**AIM OF THE TASK**.
Find every line in the records below that contains the word "flower", treating uppercase and lowercase as different, and copy each of those lines.

**RECORDS FOR THIS EXERCISE**.
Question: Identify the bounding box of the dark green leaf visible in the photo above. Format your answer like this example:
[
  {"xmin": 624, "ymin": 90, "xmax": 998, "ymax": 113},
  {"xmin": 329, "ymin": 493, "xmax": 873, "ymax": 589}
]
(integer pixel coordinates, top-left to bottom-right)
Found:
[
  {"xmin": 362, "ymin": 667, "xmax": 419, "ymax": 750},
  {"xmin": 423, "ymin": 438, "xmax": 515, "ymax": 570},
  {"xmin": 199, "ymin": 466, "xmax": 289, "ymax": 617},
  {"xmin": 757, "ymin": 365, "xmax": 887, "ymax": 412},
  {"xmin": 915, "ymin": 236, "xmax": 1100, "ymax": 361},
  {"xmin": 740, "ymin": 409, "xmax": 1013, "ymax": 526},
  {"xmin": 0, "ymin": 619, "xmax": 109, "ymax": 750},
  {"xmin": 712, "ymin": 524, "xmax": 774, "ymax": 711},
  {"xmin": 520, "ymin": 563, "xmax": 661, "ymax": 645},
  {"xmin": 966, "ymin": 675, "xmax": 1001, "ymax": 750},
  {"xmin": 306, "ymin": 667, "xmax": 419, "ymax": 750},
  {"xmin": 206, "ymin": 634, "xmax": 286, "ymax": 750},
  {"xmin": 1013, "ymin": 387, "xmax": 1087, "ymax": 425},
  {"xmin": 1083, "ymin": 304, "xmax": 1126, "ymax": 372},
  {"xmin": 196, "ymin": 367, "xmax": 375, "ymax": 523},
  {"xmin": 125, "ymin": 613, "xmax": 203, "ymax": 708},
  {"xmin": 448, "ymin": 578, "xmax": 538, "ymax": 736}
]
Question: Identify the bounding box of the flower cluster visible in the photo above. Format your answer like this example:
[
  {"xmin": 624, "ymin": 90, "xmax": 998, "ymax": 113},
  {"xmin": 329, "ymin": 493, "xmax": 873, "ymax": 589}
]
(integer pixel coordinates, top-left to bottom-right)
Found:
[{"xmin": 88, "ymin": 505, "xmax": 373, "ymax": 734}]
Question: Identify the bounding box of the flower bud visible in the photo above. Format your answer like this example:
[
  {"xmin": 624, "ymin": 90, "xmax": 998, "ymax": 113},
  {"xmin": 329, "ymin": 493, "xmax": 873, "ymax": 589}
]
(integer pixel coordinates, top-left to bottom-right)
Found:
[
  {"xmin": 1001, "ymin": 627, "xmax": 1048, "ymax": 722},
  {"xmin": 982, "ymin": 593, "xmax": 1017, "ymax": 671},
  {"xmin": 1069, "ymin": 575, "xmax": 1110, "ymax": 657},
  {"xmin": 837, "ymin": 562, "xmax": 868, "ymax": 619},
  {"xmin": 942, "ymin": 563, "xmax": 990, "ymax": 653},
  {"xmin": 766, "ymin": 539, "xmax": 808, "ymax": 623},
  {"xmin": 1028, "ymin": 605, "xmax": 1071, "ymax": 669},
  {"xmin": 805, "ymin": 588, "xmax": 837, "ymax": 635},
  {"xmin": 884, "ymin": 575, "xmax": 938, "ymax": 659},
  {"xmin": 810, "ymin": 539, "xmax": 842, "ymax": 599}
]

**FINAL ANSWER**.
Question: Identify the bounding box of the flower cluster visible in the photo above. Format your answer like this example:
Question: Identify the bounding box of the flower bud visible in the photo above. Format your answer like this example:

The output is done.